▶ [PROBLEM]: Set out all of the lines below as a numbered list, skipping any blank lines and leaving the pictures out.

▶ [GIVEN DATA]:
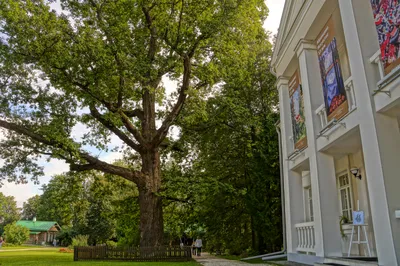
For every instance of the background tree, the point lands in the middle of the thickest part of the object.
(9, 212)
(229, 164)
(30, 208)
(64, 200)
(104, 62)
(16, 234)
(103, 207)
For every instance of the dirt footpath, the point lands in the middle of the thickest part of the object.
(209, 260)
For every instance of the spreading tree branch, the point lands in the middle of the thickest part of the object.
(93, 163)
(163, 130)
(110, 126)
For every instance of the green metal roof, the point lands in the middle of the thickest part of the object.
(38, 226)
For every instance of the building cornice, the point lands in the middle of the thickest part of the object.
(304, 44)
(281, 81)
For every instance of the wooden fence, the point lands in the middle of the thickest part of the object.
(133, 253)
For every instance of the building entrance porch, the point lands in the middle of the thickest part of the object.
(352, 194)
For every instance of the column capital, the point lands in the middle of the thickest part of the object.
(304, 44)
(281, 81)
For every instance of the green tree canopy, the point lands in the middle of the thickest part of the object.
(101, 64)
(16, 234)
(30, 208)
(9, 211)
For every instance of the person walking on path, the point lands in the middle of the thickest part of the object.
(199, 245)
(194, 248)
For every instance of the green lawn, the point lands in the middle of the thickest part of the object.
(253, 261)
(55, 258)
(23, 247)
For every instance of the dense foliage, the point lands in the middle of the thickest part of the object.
(9, 212)
(15, 234)
(100, 64)
(100, 206)
(226, 175)
(30, 208)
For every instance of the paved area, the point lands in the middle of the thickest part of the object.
(209, 260)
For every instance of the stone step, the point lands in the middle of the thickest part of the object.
(359, 261)
(327, 264)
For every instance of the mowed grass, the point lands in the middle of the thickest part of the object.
(55, 258)
(22, 247)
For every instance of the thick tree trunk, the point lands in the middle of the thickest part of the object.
(151, 215)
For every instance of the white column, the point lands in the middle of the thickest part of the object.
(292, 181)
(379, 134)
(322, 168)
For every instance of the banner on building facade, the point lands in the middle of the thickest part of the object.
(387, 23)
(297, 112)
(332, 80)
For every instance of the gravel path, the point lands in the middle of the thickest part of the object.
(209, 260)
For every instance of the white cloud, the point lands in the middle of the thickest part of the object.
(274, 16)
(22, 192)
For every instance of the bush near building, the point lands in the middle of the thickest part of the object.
(16, 234)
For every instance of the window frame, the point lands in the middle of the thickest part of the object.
(348, 191)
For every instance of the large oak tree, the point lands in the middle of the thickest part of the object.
(100, 63)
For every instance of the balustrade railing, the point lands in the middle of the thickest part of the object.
(306, 237)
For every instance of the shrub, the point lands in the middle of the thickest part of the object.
(79, 241)
(16, 234)
(112, 244)
(65, 236)
(66, 250)
(6, 244)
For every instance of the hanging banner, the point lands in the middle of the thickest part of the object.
(387, 22)
(297, 112)
(332, 80)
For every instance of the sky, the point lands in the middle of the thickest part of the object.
(22, 192)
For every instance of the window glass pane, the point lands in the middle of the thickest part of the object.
(348, 192)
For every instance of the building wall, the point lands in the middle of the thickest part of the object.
(366, 138)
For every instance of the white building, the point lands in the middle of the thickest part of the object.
(339, 90)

▶ [RESPONSE BELOW]:
1. For every instance of the background tree, the point lands in the middle of the thickest part of the object.
2. (9, 212)
3. (229, 164)
4. (30, 208)
5. (64, 200)
6. (104, 62)
7. (16, 234)
8. (103, 207)
9. For every instance of the dirt footpath, the point lands in the middle of the thickest part of the object.
10. (209, 260)
11. For every instance of the spreading tree branch, the point lands in the middle of the thickest part of the object.
12. (93, 163)
13. (163, 130)
14. (110, 126)
15. For every instance of the green metal roof, the point lands in the middle of the thickest part of the object.
16. (38, 226)
17. For every instance of the building cornice, the point lands in the middle of the thickest part of the object.
18. (304, 44)
19. (281, 81)
20. For every instance of the wooden fence, the point lands in the middle of the thickest part of the object.
21. (133, 253)
22. For every instance of the building entrance porch, the point lands in the middle of the thickest part of the object.
23. (352, 194)
24. For every instance of the column capital, the point lands in the middle of the thickest part of the object.
25. (304, 44)
26. (281, 81)
27. For every instance of the green tree canopy, the point lands in the middle of the thickest part of the object.
28. (101, 64)
29. (16, 234)
30. (30, 208)
31. (9, 211)
32. For every instance of the person walking on path, the point lands in the middle of the thickest part of the object.
33. (199, 245)
34. (194, 248)
35. For every instance of the green lawn, the point lands in the middle of the thickest part of the object.
36. (253, 261)
37. (55, 258)
38. (23, 247)
39. For every instance of the dense foliage, the point lands in the middle of the thickest part of the object.
40. (9, 212)
41. (15, 234)
42. (100, 64)
43. (100, 206)
44. (226, 175)
45. (30, 208)
46. For every instance of the paved area, the point lands in the middle of the thickest part of the object.
47. (209, 260)
48. For every instance of the stone step, the point lands in the middle of the thickest part of the object.
49. (359, 261)
50. (327, 264)
51. For every instance of the mowed grass, the point lands in the middle of the thickest part of the object.
52. (55, 258)
53. (22, 247)
54. For every instance of the thick tree trunk, the point lands in the middle of the thickest part of the object.
55. (151, 215)
56. For every instance of the white column, the point lands in the middle of the thickest part of the object.
57. (292, 181)
58. (379, 134)
59. (322, 168)
60. For every instance of the banner on building facade, the point lands in the middle of the thickest part of the object.
61. (387, 23)
62. (297, 112)
63. (332, 80)
64. For every instance of the gravel path, the point lands in the middle of the thickest part of the object.
65. (209, 260)
66. For every instance of the white cloud, the point lands in the middle of the thickest part of the object.
67. (274, 16)
68. (22, 192)
69. For every instance of the bush near building, the point lands in the middle of the thickest part of the object.
70. (16, 234)
71. For every instance of the window frame, the point lands in the middle of the thickest part of the object.
72. (348, 191)
73. For every instance of the large oak tree, the point lands in the middle of the thickest part of the object.
74. (100, 63)
75. For every instance of the balustrade railing, the point lands in the middle of the thickest part of the object.
76. (306, 237)
77. For every instance of the shrub, the point lands in the middle of the thickest part of the object.
78. (79, 241)
79. (16, 234)
80. (112, 244)
81. (65, 236)
82. (66, 250)
83. (6, 244)
84. For every instance of the hanging banner, the point lands in the middle of the thickest part of the object.
85. (387, 22)
86. (297, 112)
87. (332, 80)
88. For every instance of the sky, the point lands in the middle of the thickest part of the object.
89. (22, 192)
90. For every instance of the window glass pane, the point lands in the middle of the thickest part of the object.
91. (348, 192)
92. For every instance of the building wall, the point lands in the middle of the thickest part of the object.
93. (366, 138)
94. For every instance of the white building, the point lands in the middle of the thickest part of the object.
95. (339, 90)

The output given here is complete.